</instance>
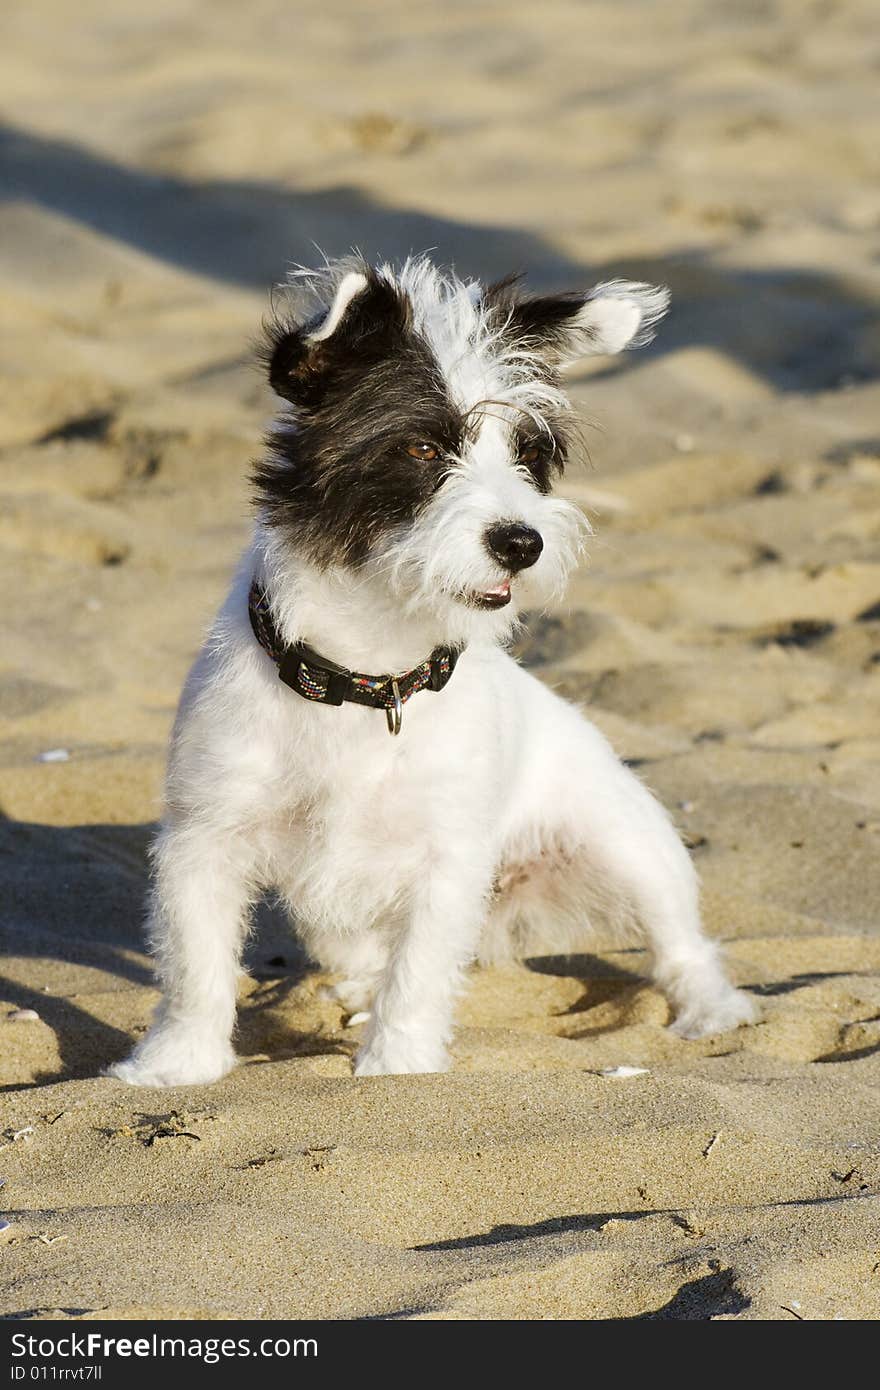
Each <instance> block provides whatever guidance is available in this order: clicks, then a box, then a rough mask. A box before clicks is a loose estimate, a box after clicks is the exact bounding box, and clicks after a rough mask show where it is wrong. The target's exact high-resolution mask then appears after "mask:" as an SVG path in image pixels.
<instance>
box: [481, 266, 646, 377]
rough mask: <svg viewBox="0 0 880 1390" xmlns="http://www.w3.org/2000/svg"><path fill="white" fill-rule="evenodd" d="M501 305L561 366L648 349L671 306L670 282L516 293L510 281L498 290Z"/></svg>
mask: <svg viewBox="0 0 880 1390" xmlns="http://www.w3.org/2000/svg"><path fill="white" fill-rule="evenodd" d="M494 291H495V292H496V293H498V299H499V307H503V309H505V310H506V311H507V316H509V317H507V324H509V331H510V332H513V334H514V335H516V336H517V338H519V339H521V341H523V343H525V345H527V346H528V347H531V349H532V350H534V352H538V353H541V354H542V356H544V357H546V359H548V360H549V361H552V363H553V366H556V367H564V366H567V364H569V363H573V361H577V360H578V359H580V357H588V356H594V354H612V353H619V352H623V349H624V347H642V346H644V345H645V343H649V342H651V339H652V338H653V327H655V324H658V322H659V321H660V318H662V317H663V314H665V313H666V310H667V309H669V291H667V289H666V288H665V286H656V285H642V284H637V282H634V281H628V279H612V281H608V282H606V284H603V285H596V286H595V289H591V291H589V293H588V295H541V296H534V297H528V299H516V297H513V296H512V293H510V291H512V285H510V282H502V285H499V286H498V289H495V286H494V289H491V291H488V295H489V296H492V293H494Z"/></svg>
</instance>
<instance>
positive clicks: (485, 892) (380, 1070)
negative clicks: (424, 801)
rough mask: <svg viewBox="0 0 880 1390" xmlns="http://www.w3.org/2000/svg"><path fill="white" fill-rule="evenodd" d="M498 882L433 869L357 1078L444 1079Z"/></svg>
mask: <svg viewBox="0 0 880 1390" xmlns="http://www.w3.org/2000/svg"><path fill="white" fill-rule="evenodd" d="M489 881H491V874H489V873H485V874H478V873H474V872H473V866H471V869H470V872H468V869H467V867H466V866H463V865H462V863H456V862H448V863H445V865H443V866H442V867H439V866H435V867H432V870H431V873H430V877H428V878H427V880H425V883H424V884H423V885H421V888H420V890H418V892H417V895H416V901H414V902H413V908H412V913H410V916H409V920H407V922H406V924H405V927H403V930H402V931H400V934H399V937H398V940H396V944H395V947H393V949H392V952H391V956H389V960H388V966H386V969H385V973H384V976H382V980H381V983H380V988H378V991H377V995H375V1001H374V1005H373V1015H371V1019H370V1024H368V1031H367V1037H366V1038H364V1044H363V1047H361V1049H360V1051H359V1054H357V1058H356V1062H355V1074H356V1076H384V1074H388V1073H400V1072H445V1070H446V1068H448V1066H449V1055H448V1051H446V1047H448V1044H449V1038H450V1036H452V1011H453V1005H455V999H456V995H457V992H459V990H460V988H462V977H463V973H464V969H466V966H467V965H468V963H470V960H471V959H473V958H474V955H475V951H477V942H478V940H480V931H481V927H482V919H484V913H485V895H487V891H488V887H489Z"/></svg>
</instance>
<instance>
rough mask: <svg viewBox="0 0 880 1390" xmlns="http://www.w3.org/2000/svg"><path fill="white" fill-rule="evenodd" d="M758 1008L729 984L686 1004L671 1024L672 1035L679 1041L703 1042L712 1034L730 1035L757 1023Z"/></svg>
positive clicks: (727, 984) (740, 993)
mask: <svg viewBox="0 0 880 1390" xmlns="http://www.w3.org/2000/svg"><path fill="white" fill-rule="evenodd" d="M756 1019H758V1005H756V1004H755V1001H753V999H751V998H749V997H748V994H744V992H742V991H741V990H734V987H733V986H731V984H726V986H724V988H723V990H717V991H715V992H712V994H709V995H706V997H703V998H699V999H692V1001H690V1002H688V1004H685V1005H684V1006H683V1008H681V1009H680V1011H678V1015H677V1016H676V1020H674V1023H670V1026H669V1031H670V1033H674V1034H676V1036H677V1037H680V1038H703V1037H709V1036H710V1034H713V1033H730V1031H731V1030H733V1029H738V1027H741V1026H742V1024H744V1023H755V1020H756Z"/></svg>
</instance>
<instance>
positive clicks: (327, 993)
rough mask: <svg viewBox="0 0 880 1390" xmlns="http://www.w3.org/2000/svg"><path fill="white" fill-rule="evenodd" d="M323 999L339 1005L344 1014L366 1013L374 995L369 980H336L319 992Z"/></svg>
mask: <svg viewBox="0 0 880 1390" xmlns="http://www.w3.org/2000/svg"><path fill="white" fill-rule="evenodd" d="M321 992H323V995H324V998H325V999H334V1001H335V1002H336V1004H341V1005H342V1008H343V1009H345V1012H346V1013H367V1012H368V1009H370V1005H371V1004H373V995H374V994H375V984H374V981H371V980H338V981H336V984H329V986H327V988H325V990H323V991H321Z"/></svg>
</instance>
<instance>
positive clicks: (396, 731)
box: [385, 680, 403, 734]
mask: <svg viewBox="0 0 880 1390" xmlns="http://www.w3.org/2000/svg"><path fill="white" fill-rule="evenodd" d="M391 692H392V695H393V698H395V702H393V705H386V706H385V720H386V723H388V733H389V734H399V733H400V724H402V723H403V701H402V699H400V688H399V685H398V682H396V680H392V682H391Z"/></svg>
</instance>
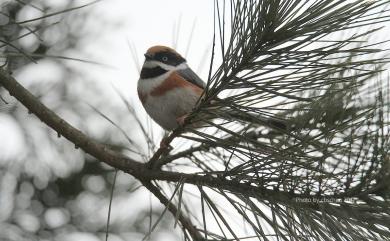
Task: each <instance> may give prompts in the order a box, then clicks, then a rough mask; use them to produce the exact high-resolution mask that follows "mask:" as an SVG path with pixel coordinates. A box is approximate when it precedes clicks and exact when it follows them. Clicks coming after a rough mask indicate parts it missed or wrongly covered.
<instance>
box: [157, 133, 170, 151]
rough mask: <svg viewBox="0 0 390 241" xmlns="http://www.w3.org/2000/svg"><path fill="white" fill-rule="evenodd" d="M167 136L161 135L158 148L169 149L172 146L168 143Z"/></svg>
mask: <svg viewBox="0 0 390 241" xmlns="http://www.w3.org/2000/svg"><path fill="white" fill-rule="evenodd" d="M167 140H168V138H167V136H166V137H163V138H162V139H161V141H160V148H161V149H171V148H172V147H171V146H170V145H169V143H168V141H167Z"/></svg>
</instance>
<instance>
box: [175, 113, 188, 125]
mask: <svg viewBox="0 0 390 241" xmlns="http://www.w3.org/2000/svg"><path fill="white" fill-rule="evenodd" d="M187 117H188V115H187V114H185V115H183V116H180V117H178V118H176V121H177V124H179V126H182V125H184V122H185V120H186V119H187Z"/></svg>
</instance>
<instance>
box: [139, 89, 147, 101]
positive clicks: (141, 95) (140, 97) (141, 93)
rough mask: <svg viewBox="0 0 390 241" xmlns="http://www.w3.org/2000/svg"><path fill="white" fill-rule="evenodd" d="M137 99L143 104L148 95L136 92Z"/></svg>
mask: <svg viewBox="0 0 390 241" xmlns="http://www.w3.org/2000/svg"><path fill="white" fill-rule="evenodd" d="M138 98H139V100H140V101H141V102H142V104H145V102H146V99H147V98H148V95H147V94H145V93H143V92H141V91H139V90H138Z"/></svg>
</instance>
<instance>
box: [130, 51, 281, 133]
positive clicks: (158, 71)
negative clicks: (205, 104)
mask: <svg viewBox="0 0 390 241" xmlns="http://www.w3.org/2000/svg"><path fill="white" fill-rule="evenodd" d="M205 88H206V84H205V83H204V82H203V80H202V79H201V78H200V77H199V76H198V75H197V74H196V73H195V72H194V71H192V70H191V68H190V67H189V66H188V64H187V61H186V60H185V58H183V57H182V56H181V55H180V54H179V53H178V52H176V51H175V50H174V49H172V48H169V47H166V46H153V47H151V48H149V49H148V50H147V52H146V53H145V62H144V64H143V66H142V70H141V76H140V79H139V80H138V97H139V99H140V100H141V102H142V104H143V106H144V108H145V110H146V112H147V113H148V114H149V115H150V117H152V119H153V120H154V121H155V122H157V124H159V125H160V126H161V127H162V128H164V129H165V130H174V129H176V128H177V127H178V126H179V125H182V124H183V123H184V120H185V118H186V117H187V116H188V114H189V113H190V112H191V111H192V110H193V108H194V107H195V105H196V103H197V102H198V100H199V98H200V97H201V96H202V94H203V91H204V89H205ZM228 112H229V113H226V117H227V118H236V119H240V120H242V121H246V122H257V123H258V122H259V121H260V122H262V123H265V124H268V125H270V126H271V127H274V128H279V129H285V128H286V126H285V124H284V123H283V122H282V121H279V120H275V119H273V118H265V117H260V116H254V115H249V114H242V113H238V112H237V111H228Z"/></svg>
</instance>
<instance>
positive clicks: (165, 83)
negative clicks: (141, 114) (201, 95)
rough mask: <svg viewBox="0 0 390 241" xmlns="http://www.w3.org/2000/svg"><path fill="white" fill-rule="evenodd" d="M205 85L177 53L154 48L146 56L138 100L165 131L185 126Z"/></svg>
mask: <svg viewBox="0 0 390 241" xmlns="http://www.w3.org/2000/svg"><path fill="white" fill-rule="evenodd" d="M205 87H206V84H205V83H204V82H203V81H202V79H201V78H199V76H198V75H197V74H196V73H195V72H194V71H192V70H191V68H190V67H189V66H188V64H187V61H186V59H185V58H183V57H182V56H181V55H180V54H179V53H177V52H176V51H175V50H174V49H172V48H169V47H166V46H160V45H158V46H153V47H151V48H149V49H148V50H147V52H146V53H145V62H144V64H143V66H142V70H141V76H140V78H139V80H138V87H137V90H138V97H139V99H140V100H141V102H142V104H143V106H144V108H145V110H146V112H147V113H148V114H149V115H150V117H152V119H153V120H154V121H155V122H157V124H159V125H160V126H161V127H162V128H164V129H165V130H174V129H176V128H177V127H178V126H179V125H182V124H183V123H184V120H185V118H186V117H187V115H188V114H189V113H190V112H191V111H192V109H193V108H194V107H195V105H196V103H197V102H198V100H199V98H200V97H201V95H202V93H203V91H204V89H205Z"/></svg>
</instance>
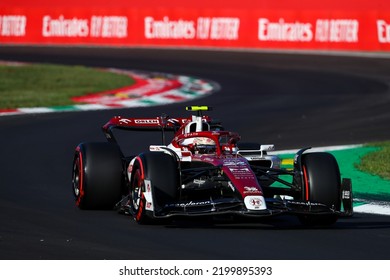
━━━━━━━━━━━━━━━━━━━━━━━━━━━━━━
Instructions for the task
Report every line of the material that contains the string "negative", copying each such line in full.

Finished task
negative clicks: (424, 801)
negative clicks: (205, 104)
negative clicks: (141, 114) (201, 95)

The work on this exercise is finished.